Me pide la afición otro de esos episodios históricos que cuento de vez en
cuando, más que nada porque casi nadie habla de ellos. Bien mirado, si nos
agrada que nuestras selecciones y equipos ganen partidos de fútbol, carreras
ciclistas y medallas olímpicas, y recordamos con entusiasmo el gol de Zarra o el
tour de Bahamontes, no veo por qué hemos de ignorar otra clase de
confrontaciones y campeonatos donde nuestros paisanos, durante siglos, se
estuvieron jugando algo más que una final de copa. A fin de cuentas, por poco
que nos guste aquella España y lo que tenía dentro, los jugadores del equipo
eran los nuestros. Tatarabuelos y gente así. Con nuestra camiseta.
Esta
vez le toca al socorro de Goes, cuyo 440 aniversario se cumplirá el 20 de este
mes. Corría el año 1572, y las provincias holandesas afirmaban su rebelión
contra una España que, como de costumbre, luchaba sola contra medio mundo. Ocho
mil soldados holandeses reforzados por los habituales ingleses, protestantes
alemanes y hugonotes franceses, cercaban el pequeño enclave de Goes, entre las
bocas del Escalda, donde cuatrocientos españoles aguantaban como podían, dientes
apretados, esperando socorro. Correspondía éste a un ejército enviado por el
duque de Alba, bajo el mando de don Sancho Dávila y el maestre de campo
Cristóbal de Mondragón, que se había visto detenido por falta de embarcaciones y
la solidez de la defensa enemiga. Goes iba a quedar abandonada a su suerte; y la
guarnición española, mandada por un duro capitán llamado Isidro Pacheco que
tenía orden de no rendirse ni harto de vino, sería pasada a cuchillo. La suerte
parecía echada. Y entonces, a alguien se le ocurrió un plan.
Había un vado, contaron algunos pescadores. Un paso de tres leguas y media:
diecisiete kilómetros que la marea baja descubría durante unas horas hasta la
altura del pecho de un hombre. Echándole hígados al asunto, entre dos mareas
podía intentarse cruzar de noche por ahí; con el peligro de que si quienes lo
hicieran se retrasaban o quedaban atrapados en el fango, los pillaría la
creciente y se ahogarían todos. Pero, como se decía entonces, no se pescaban
peces a bragas enjutas; así que el maestre de campo Mondragón, un correoso
veterano de los tiempos de Carlos V, las campañas de Italia, Túnez y Alemania,
dispuso una fuerza de 2.500 españoles de los tercios viejos, reforzados por
valones y tudescos. Luego los hizo formar en la playa al atardecer, y
llamándolos «compañeros míos» -funesto halago que al soldado español siempre le
anunciaba escabechina segura- largó un discurso con tres argumentos básicos: que
él iba a ir delante dando ejemplo, que si no cruzaban rápido y en silencio se
ahogarían todos, y que una vez al otro lado no iban a dejar un puto hereje vivo.

> Tu objetivo
Extrae literalmente el fragmento del texto sobre el socorro de Goes que comienza en "Me pide la afición" y termina en "Con nuestra camiseta.".

> Extracto de datos
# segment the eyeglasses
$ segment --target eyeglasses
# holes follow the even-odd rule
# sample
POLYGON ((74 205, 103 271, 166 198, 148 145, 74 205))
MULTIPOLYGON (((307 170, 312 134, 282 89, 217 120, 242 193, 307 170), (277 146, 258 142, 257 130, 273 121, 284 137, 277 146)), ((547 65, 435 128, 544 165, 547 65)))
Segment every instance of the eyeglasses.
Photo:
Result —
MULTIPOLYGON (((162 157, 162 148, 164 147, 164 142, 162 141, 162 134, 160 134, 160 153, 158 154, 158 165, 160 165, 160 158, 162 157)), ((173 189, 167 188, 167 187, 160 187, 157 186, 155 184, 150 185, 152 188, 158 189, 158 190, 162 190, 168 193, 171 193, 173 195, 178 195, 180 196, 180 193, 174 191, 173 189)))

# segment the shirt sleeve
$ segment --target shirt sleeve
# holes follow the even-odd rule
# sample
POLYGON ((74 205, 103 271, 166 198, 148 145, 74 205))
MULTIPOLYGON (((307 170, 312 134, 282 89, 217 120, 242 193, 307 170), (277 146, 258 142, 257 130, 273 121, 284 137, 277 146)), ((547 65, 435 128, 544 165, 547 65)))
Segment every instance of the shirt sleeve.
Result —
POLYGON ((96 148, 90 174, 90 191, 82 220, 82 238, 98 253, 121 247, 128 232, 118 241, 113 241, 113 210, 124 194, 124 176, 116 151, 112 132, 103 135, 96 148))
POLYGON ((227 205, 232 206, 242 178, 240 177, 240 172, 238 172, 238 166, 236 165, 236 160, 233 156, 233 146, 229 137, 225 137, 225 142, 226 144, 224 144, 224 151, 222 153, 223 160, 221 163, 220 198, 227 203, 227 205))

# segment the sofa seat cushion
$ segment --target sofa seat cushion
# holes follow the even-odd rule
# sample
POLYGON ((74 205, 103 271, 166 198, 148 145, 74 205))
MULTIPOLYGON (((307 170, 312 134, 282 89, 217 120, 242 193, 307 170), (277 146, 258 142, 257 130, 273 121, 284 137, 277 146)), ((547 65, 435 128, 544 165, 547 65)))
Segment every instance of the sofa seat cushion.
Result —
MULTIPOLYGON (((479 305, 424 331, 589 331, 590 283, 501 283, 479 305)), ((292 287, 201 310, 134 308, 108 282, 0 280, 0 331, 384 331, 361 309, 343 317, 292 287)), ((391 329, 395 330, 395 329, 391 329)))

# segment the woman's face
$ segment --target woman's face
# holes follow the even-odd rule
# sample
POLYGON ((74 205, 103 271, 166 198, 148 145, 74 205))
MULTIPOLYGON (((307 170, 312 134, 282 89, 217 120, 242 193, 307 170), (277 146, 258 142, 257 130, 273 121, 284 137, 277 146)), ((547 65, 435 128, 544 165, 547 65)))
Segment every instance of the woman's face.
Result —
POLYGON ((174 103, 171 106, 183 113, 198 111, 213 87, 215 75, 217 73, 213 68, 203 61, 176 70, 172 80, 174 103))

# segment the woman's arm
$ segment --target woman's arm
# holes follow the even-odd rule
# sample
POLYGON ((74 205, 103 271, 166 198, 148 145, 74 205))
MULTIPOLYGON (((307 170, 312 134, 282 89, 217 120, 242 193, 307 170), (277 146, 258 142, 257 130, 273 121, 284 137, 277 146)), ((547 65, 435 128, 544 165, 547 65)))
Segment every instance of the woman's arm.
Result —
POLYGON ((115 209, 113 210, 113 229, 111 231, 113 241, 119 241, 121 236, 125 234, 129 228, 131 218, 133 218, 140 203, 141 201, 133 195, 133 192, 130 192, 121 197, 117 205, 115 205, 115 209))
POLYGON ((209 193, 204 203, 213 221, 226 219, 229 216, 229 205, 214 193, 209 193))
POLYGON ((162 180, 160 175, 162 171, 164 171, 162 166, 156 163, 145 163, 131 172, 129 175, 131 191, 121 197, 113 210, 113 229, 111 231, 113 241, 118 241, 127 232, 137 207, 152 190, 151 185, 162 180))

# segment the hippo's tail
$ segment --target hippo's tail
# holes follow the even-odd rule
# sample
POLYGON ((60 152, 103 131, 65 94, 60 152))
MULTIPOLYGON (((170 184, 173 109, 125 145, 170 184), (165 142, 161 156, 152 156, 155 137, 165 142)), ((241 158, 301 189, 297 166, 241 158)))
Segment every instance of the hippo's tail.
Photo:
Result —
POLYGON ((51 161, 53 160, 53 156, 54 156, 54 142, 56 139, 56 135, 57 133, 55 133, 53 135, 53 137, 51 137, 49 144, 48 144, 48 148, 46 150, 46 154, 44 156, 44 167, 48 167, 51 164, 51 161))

> Respuesta
Me pide la afición otro de esos episodios históricos que cuento de vez en
cuando, más que nada porque casi nadie habla de ellos. Bien mirado, si nos
agrada que nuestras selecciones y equipos ganen partidos de fútbol, carreras
ciclistas y medallas olímpicas, y recordamos con entusiasmo el gol de Zarra o el
tour de Bahamontes, no veo por qué hemos de ignorar otra clase de
confrontaciones y campeonatos donde nuestros paisanos, durante siglos, se
estuvieron jugando algo más que una final de copa. A fin de cuentas, por poco
que nos guste aquella España y lo que tenía dentro, los jugadores del equipo
eran los nuestros. Tatarabuelos y gente así. Con nuestra camiseta.